Entries taken from a collection:
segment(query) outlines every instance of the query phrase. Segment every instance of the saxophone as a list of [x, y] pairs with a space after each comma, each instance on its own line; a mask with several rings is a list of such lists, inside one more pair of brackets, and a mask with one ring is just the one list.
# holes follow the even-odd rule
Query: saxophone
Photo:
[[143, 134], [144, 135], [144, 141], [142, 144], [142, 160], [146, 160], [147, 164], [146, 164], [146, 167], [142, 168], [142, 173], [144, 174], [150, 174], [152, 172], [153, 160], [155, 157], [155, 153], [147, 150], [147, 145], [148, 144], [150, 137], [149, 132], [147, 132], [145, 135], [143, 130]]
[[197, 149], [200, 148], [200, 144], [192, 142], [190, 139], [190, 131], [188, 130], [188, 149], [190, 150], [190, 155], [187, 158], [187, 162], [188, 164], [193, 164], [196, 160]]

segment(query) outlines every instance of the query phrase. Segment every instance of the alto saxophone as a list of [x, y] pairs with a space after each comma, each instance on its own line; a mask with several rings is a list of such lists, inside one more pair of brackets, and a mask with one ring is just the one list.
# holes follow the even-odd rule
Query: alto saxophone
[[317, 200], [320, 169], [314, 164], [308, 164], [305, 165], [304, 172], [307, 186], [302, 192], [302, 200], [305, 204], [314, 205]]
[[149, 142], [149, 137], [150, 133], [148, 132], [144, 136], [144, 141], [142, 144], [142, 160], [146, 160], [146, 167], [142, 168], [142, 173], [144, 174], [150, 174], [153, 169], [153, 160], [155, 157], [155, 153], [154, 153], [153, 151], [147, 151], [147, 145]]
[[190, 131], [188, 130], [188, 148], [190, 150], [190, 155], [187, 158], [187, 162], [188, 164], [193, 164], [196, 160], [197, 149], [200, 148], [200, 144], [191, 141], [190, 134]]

- **YOUR OBJECTIVE**
Replace "instance" with "occurrence" everywhere it appears in the rows above. Keep every other part of the rows the same.

- **TASK SOLUTION**
segment(query) outlines every occurrence of the query phrase. Segment every occurrence of the saxophone as a list of [x, y] pairs with a space after each comma, each occurrence on its own line; a mask with several rings is a list of such lists, inside one more pair of brackets, and a mask with one ring is just the one list.
# holes follow the even-odd rule
Query: saxophone
Photo:
[[143, 134], [144, 135], [144, 141], [142, 144], [142, 160], [146, 160], [147, 164], [146, 164], [146, 167], [142, 168], [142, 173], [144, 174], [150, 174], [152, 172], [153, 160], [155, 157], [155, 153], [147, 150], [147, 145], [148, 144], [150, 137], [149, 132], [147, 132], [145, 135], [143, 130]]
[[197, 149], [200, 148], [200, 144], [192, 142], [190, 139], [190, 131], [188, 130], [188, 149], [190, 150], [190, 155], [187, 158], [187, 162], [188, 164], [193, 164], [196, 160]]

segment(query) outlines every occurrence of the query phrase. Segment every occurrence of the alto saxophone as a list of [x, y] pairs with a space after each comma, each occurrence on its own line; a mask with several rings is a list of such lists, inside one more pair of brackets, and a mask with one ring is just the one list.
# holes follow the even-odd rule
Query: alto saxophone
[[317, 200], [320, 169], [314, 164], [308, 164], [305, 165], [304, 172], [307, 186], [302, 192], [302, 200], [305, 204], [314, 205]]
[[149, 142], [149, 137], [150, 133], [148, 132], [144, 136], [144, 141], [142, 144], [142, 160], [146, 160], [146, 167], [142, 168], [142, 173], [144, 174], [150, 174], [153, 169], [153, 160], [155, 157], [155, 153], [154, 153], [153, 151], [147, 151], [147, 145]]
[[190, 131], [188, 130], [188, 148], [190, 150], [190, 155], [187, 158], [187, 162], [188, 164], [193, 164], [196, 160], [197, 149], [200, 148], [200, 144], [191, 141], [190, 134]]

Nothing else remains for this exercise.